Collection entries:
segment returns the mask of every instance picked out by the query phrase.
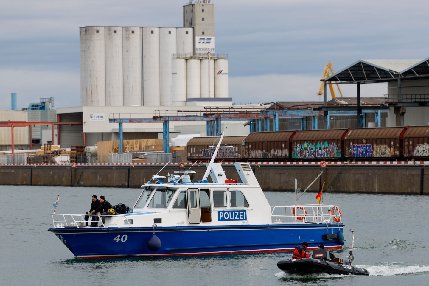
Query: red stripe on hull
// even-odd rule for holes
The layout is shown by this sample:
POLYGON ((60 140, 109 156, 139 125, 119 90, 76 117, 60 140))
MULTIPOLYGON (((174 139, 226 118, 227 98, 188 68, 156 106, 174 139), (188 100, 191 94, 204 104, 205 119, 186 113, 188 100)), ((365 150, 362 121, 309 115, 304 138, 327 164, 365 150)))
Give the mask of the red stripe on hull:
MULTIPOLYGON (((332 246, 326 247, 329 249, 341 249, 342 246, 332 246)), ((221 254, 233 254, 234 253, 269 253, 273 252, 286 252, 292 251, 295 249, 293 248, 283 248, 281 249, 268 249, 257 250, 239 250, 236 251, 221 251, 219 252, 201 252, 192 253, 178 253, 175 254, 141 254, 137 255, 91 255, 80 256, 77 257, 79 258, 116 258, 122 257, 151 257, 151 256, 196 256, 198 255, 219 255, 221 254)), ((317 247, 309 247, 308 250, 317 249, 317 247)))

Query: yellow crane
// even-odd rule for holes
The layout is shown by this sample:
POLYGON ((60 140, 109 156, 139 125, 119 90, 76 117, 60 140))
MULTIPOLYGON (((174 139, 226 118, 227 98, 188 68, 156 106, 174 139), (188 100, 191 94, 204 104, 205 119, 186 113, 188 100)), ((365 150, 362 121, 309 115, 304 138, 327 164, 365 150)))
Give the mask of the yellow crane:
MULTIPOLYGON (((322 79, 324 79, 325 78, 327 78, 333 75, 334 73, 334 70, 332 68, 332 62, 329 61, 326 63, 326 66, 325 67, 324 69, 323 70, 323 75, 322 75, 322 79), (332 74, 331 73, 332 73, 332 74)), ((329 89, 331 91, 331 96, 332 96, 332 99, 336 98, 337 97, 337 94, 335 92, 335 89, 334 88, 334 84, 337 86, 338 91, 340 92, 340 95, 342 97, 343 93, 341 91, 341 88, 340 88, 339 85, 336 83, 336 81, 334 81, 333 82, 334 83, 332 83, 332 81, 326 82, 326 83, 329 85, 329 89)), ((319 90, 319 92, 317 93, 317 95, 323 95, 323 81, 320 84, 320 88, 319 90)))

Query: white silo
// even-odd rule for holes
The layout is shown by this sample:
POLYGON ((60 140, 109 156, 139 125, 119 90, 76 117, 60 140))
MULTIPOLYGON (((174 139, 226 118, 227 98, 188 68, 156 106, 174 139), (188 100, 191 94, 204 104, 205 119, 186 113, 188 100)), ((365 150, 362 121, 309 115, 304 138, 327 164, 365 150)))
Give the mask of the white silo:
POLYGON ((143 105, 158 106, 160 95, 160 29, 143 27, 143 105))
POLYGON ((186 60, 184 59, 172 60, 171 105, 186 105, 186 60))
POLYGON ((142 74, 142 28, 122 28, 124 105, 141 105, 143 94, 142 74))
POLYGON ((122 28, 106 27, 106 106, 124 105, 122 28))
POLYGON ((201 97, 199 59, 186 60, 186 98, 201 97))
POLYGON ((176 28, 160 28, 160 94, 162 106, 171 105, 172 57, 177 51, 176 28))
POLYGON ((177 28, 177 53, 193 54, 193 28, 177 28))
POLYGON ((214 60, 214 97, 228 97, 228 60, 214 60))
POLYGON ((214 61, 203 59, 200 61, 201 97, 214 97, 214 61))
POLYGON ((106 105, 104 27, 79 29, 81 105, 106 105))

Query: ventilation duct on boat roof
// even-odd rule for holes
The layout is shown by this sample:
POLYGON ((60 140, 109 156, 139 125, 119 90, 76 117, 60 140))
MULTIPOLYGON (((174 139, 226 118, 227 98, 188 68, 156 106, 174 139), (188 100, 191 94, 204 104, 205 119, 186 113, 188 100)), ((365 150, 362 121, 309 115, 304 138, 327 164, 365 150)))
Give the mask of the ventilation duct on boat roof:
POLYGON ((258 180, 248 163, 234 163, 234 166, 243 184, 259 186, 258 180))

# Set task
Reproduce every entry above, substituting "storage silo" for each occurrence of "white silo" and keeping everything else the same. Leave the pictures out.

# Worked answer
segment returns the mask of every instance picked out by the query phrase.
Query: red stripe on hull
// even-odd rule for holes
The layout is shown by this sample:
POLYGON ((60 140, 109 156, 139 125, 119 90, 76 117, 60 140))
MULTIPOLYGON (((174 139, 226 118, 227 98, 188 68, 156 106, 174 139), (188 100, 191 94, 204 104, 205 119, 186 113, 188 100)), ((365 150, 362 121, 309 115, 304 138, 327 164, 365 150)))
Give the mask of the red stripe on hull:
MULTIPOLYGON (((332 246, 326 247, 329 249, 341 249, 342 246, 332 246)), ((221 254, 233 254, 234 253, 269 253, 273 252, 286 252, 292 251, 295 249, 293 248, 283 248, 281 249, 268 249, 257 250, 239 250, 236 251, 221 251, 219 252, 201 252, 192 253, 178 253, 175 254, 141 254, 137 255, 91 255, 80 256, 77 257, 79 258, 116 258, 122 257, 151 257, 151 256, 196 256, 198 255, 219 255, 221 254)), ((317 247, 309 247, 308 250, 317 249, 317 247)))

Query: yellow crane
// even-odd rule for holes
The layout is shown by this sample:
POLYGON ((60 140, 109 156, 139 125, 119 90, 76 117, 60 140))
MULTIPOLYGON (((174 139, 226 118, 227 98, 188 68, 156 106, 174 139), (188 100, 191 94, 204 104, 205 119, 186 113, 188 100)), ((365 150, 362 121, 309 115, 304 138, 327 164, 365 150)))
Give the mask of the yellow crane:
MULTIPOLYGON (((322 79, 324 79, 325 78, 327 78, 333 75, 334 73, 334 70, 332 68, 332 62, 329 61, 326 63, 326 66, 325 67, 324 69, 323 70, 323 75, 322 75, 322 79), (332 74, 331 73, 332 73, 332 74)), ((329 89, 331 91, 331 96, 332 96, 332 99, 336 98, 337 97, 337 94, 335 92, 335 89, 334 88, 334 84, 337 86, 338 91, 340 92, 340 95, 342 97, 343 93, 341 91, 341 88, 340 88, 339 85, 336 83, 336 81, 334 81, 333 82, 334 83, 332 83, 332 81, 326 82, 326 83, 329 85, 329 89)), ((319 90, 319 92, 317 93, 317 95, 323 95, 323 81, 320 84, 320 88, 319 90)))

Query: storage silo
// even-odd rule for holes
The layout is shown by this sample:
POLYGON ((60 140, 109 156, 139 125, 119 90, 76 117, 60 140))
MULTIPOLYGON (((174 139, 226 118, 227 98, 188 68, 156 106, 174 139), (188 100, 191 94, 204 104, 205 119, 186 113, 188 100)), ((365 150, 362 121, 309 115, 304 138, 327 164, 365 150)))
Give the mask of the storage silo:
POLYGON ((143 105, 158 106, 160 95, 160 29, 143 27, 143 105))
POLYGON ((186 60, 184 59, 172 60, 171 105, 186 105, 186 60))
POLYGON ((142 74, 142 28, 122 28, 124 105, 141 105, 143 94, 142 74))
POLYGON ((122 28, 106 27, 106 106, 124 105, 122 28))
POLYGON ((201 97, 199 59, 186 60, 186 98, 201 97))
POLYGON ((176 28, 160 28, 160 94, 162 106, 171 105, 172 57, 177 51, 176 28))
POLYGON ((177 28, 177 53, 193 54, 193 28, 177 28))
POLYGON ((214 60, 214 97, 228 97, 228 60, 214 60))
POLYGON ((214 61, 203 59, 200 61, 201 97, 214 97, 214 61))
POLYGON ((106 105, 104 27, 79 29, 81 105, 106 105))

Query: ventilation duct on boat roof
// even-odd rule for holes
The layout is shown by this sample:
POLYGON ((60 140, 109 156, 139 125, 119 90, 76 117, 60 140))
MULTIPOLYGON (((174 139, 226 118, 227 98, 188 68, 156 106, 174 139), (188 100, 191 94, 204 104, 205 119, 186 113, 188 100)), ((365 150, 362 121, 309 115, 304 138, 327 164, 365 150)))
Give the mask of the ventilation duct on boat roof:
POLYGON ((258 180, 248 163, 234 163, 234 166, 243 184, 259 186, 258 180))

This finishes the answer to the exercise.